Get Agile Now:
Harness the Strengths of the Seven CQ Styles to Lead through Crisis

Get Agile Now: Harness the Strengths of the Seven CQ Styles to Lead through Crisis

During crisis we need to adapt to survive and thrive, and that starts with our own leadership agility. The definition of Change Intelligence?/CQ? is the awareness of our own style of leading change, and the ability to adapt it to be optimally effective across people and situations – which is even more important than ever in a crisis when old solutions no longer work and we need to pivot to new ways of working.

To lead through any crisis, or any change, we need to engage the Heart (focusing on people), enlighten the Head (focusing on purpose), and equip the Hands (focusing on process). Just like we each have a head and a heart and most of us have two hands, any of us can play each of these roles. However, we do tend to have a dominant style – our preferred go to style – that energizes us. Yet, in times of crisis, when so much is riding on us as leaders, we need to constantly adjust to cover all three bases, to ensure we are simultaneously caring for our teams, progressing toward the mission, and achieving results.

The CQ? System for Developing Change Intelligence? is a strengths-based model, and we can each leverage the strengths of each of the seven Change Leader Styles. Here is a quick tip for each style you can put into practice today – and below is a link to a recent webinar I conducted that offers more in-depth information to build deeper agility for the future:

  • People who lead strongly from the Heart are motivating and supportive Coaches. Indeed, there’s no leader I’ve worked with since this crisis began who is not bringing their Heart to work more than ever before. Change – and especially this crisis – is an emotional journey, and it’s by helping people navigate this emotional journey through active listening and empathetic caring that we can all leverage our Coach strengths.
  • Visionaries excel at the “why:” they lift people’s Heads-up, out of the muck and mire of the crisis, and help them reframe reality toward an inspiring future. Victor Frankl, psychiatrist and holocaust survivor, wrote “life is never made unbearable by circumstances, but only by lack of meaning and purpose.” Reframe the mission of your team in relation to this global crisis– hook and hinge to core values. Tell your hero’s journey and help people compose their own.
§ §
■ **OBJECTIVE 1**
Count the lines in the records that contain the string "foal", treating uppercase and lowercase as different, and give only the number.
The CQ styles article and the records come from separate sources.

■ **EXCERPTED DATA**
§ §
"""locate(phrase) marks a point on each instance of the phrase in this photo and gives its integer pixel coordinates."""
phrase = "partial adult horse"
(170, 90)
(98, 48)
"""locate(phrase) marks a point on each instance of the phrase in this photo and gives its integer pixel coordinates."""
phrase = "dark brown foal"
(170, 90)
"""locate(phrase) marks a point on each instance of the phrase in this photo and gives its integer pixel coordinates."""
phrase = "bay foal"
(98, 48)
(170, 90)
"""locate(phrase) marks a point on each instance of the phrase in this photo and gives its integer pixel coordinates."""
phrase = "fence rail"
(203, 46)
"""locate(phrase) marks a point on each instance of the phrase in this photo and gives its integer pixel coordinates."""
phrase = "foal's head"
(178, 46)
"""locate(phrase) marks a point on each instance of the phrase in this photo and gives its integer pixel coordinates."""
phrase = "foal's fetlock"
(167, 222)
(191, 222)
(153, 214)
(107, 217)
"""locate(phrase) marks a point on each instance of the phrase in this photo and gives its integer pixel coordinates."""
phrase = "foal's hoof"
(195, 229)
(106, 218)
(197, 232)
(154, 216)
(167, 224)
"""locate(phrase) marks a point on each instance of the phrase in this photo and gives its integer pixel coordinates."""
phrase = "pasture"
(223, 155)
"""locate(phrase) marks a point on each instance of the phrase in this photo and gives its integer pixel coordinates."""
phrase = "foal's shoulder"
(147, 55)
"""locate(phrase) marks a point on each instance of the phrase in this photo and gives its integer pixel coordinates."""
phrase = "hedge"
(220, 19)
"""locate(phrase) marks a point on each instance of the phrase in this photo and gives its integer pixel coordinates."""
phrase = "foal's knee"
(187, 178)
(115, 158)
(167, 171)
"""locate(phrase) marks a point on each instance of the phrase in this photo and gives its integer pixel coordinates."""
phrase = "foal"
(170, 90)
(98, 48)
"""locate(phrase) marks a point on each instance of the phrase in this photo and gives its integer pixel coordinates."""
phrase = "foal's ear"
§ §
■ **OBJECTIVE 2**
Return the CQ styles article in full, with every word and mark unchanged.

■ **FULL RESPONSE 1**
9

■ **FULL RESPONSE 2**
Get Agile Now:
Harness the Strengths of the Seven CQ Styles to Lead through Crisis

Get Agile Now: Harness the Strengths of the Seven CQ Styles to Lead through Crisis

During crisis we need to adapt to survive and thrive, and that starts with our own leadership agility. The definition of Change Intelligence?/CQ? is the awareness of our own style of leading change, and the ability to adapt it to be optimally effective across people and situations – which is even more important than ever in a crisis when old solutions no longer work and we need to pivot to new ways of working.

To lead through any crisis, or any change, we need to engage the Heart (focusing on people), enlighten the Head (focusing on purpose), and equip the Hands (focusing on process). Just like we each have a head and a heart and most of us have two hands, any of us can play each of these roles. However, we do tend to have a dominant style – our preferred go to style – that energizes us. Yet, in times of crisis, when so much is riding on us as leaders, we need to constantly adjust to cover all three bases, to ensure we are simultaneously caring for our teams, progressing toward the mission, and achieving results.

The CQ? System for Developing Change Intelligence? is a strengths-based model, and we can each leverage the strengths of each of the seven Change Leader Styles. Here is a quick tip for each style you can put into practice today – and below is a link to a recent webinar I conducted that offers more in-depth information to build deeper agility for the future:

  • People who lead strongly from the Heart are motivating and supportive Coaches. Indeed, there’s no leader I’ve worked with since this crisis began who is not bringing their Heart to work more than ever before. Change – and especially this crisis – is an emotional journey, and it’s by helping people navigate this emotional journey through active listening and empathetic caring that we can all leverage our Coach strengths.
  • Visionaries excel at the “why:” they lift people’s Heads-up, out of the muck and mire of the crisis, and help them reframe reality toward an inspiring future. Victor Frankl, psychiatrist and holocaust survivor, wrote “life is never made unbearable by circumstances, but only by lack of meaning and purpose.” Reframe the mission of your team in relation to this global crisis– hook and hinge to core values. Tell your hero’s journey and help people compose their own.